#### EXERCISE INSTRUCTIONS
Pick out each line in the items below that contains the word "blue", and copy those lines. Case counts when matching.

....

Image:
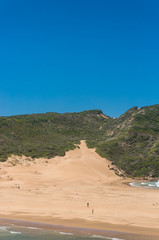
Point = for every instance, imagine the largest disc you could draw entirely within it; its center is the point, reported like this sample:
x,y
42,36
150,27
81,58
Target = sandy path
x,y
59,188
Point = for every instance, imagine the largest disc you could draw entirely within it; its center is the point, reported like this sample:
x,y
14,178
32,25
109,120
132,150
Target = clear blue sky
x,y
74,55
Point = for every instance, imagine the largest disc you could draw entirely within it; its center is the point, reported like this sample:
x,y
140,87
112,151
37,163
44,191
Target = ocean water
x,y
31,233
154,185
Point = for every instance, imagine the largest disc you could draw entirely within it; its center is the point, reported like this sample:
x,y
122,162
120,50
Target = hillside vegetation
x,y
131,141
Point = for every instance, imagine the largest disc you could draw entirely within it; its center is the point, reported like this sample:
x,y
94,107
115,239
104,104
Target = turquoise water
x,y
154,185
30,233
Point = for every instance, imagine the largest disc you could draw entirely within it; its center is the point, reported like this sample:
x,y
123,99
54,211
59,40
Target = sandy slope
x,y
59,188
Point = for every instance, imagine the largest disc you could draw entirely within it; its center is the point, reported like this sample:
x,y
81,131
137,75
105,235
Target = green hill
x,y
131,141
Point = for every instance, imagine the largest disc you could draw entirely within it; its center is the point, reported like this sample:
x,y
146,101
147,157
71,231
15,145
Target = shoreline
x,y
83,227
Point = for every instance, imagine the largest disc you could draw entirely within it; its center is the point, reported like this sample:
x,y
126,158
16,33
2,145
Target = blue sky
x,y
74,55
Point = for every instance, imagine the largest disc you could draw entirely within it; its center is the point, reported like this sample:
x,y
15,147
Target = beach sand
x,y
56,191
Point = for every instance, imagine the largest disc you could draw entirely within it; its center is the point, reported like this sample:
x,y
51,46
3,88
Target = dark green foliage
x,y
131,141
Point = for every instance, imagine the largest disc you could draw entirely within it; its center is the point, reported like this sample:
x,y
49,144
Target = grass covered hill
x,y
131,141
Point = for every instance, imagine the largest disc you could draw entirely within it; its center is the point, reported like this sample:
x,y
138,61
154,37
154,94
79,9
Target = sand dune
x,y
57,191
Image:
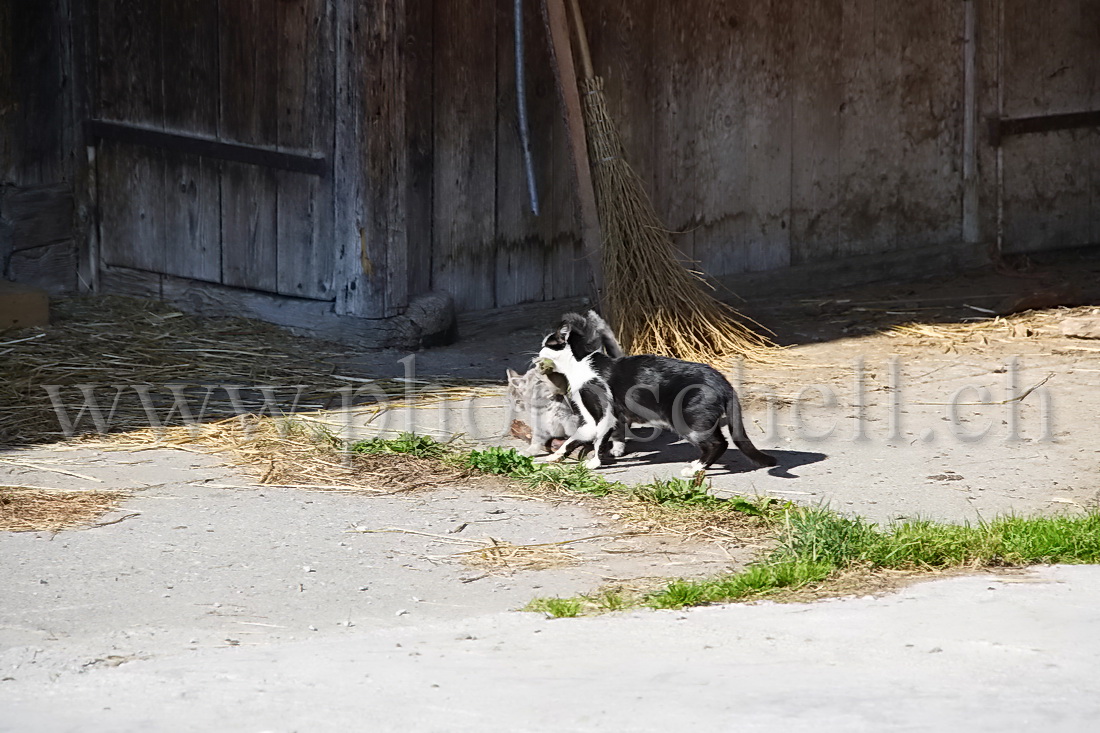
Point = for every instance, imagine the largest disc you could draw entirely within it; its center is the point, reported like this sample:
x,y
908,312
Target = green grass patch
x,y
418,446
559,608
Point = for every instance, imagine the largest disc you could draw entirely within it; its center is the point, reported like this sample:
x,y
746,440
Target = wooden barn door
x,y
213,133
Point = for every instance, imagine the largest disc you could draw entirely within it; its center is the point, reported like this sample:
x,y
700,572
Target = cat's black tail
x,y
740,438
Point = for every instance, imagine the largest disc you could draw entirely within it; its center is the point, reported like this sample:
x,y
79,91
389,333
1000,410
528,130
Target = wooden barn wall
x,y
37,133
1049,59
769,133
234,70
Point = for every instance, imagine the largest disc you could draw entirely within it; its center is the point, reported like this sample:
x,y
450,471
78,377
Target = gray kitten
x,y
542,395
545,407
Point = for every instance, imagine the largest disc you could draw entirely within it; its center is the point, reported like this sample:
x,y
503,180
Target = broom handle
x,y
582,40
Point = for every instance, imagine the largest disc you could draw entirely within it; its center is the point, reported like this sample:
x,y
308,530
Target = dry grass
x,y
1021,326
134,343
29,509
501,556
655,304
298,452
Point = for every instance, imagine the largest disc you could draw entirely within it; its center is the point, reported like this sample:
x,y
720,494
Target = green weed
x,y
419,446
559,608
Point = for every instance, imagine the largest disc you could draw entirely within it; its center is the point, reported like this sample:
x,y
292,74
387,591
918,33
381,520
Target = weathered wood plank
x,y
574,256
249,72
931,183
871,37
419,128
768,47
371,160
721,208
50,266
33,94
1090,24
304,316
1048,68
519,233
131,178
191,188
816,97
681,106
35,216
304,250
990,47
463,262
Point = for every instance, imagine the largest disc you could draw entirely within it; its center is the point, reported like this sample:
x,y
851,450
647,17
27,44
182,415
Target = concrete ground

....

#### FINISHED ANSWER
Target = clear blue sky
Target = blue sky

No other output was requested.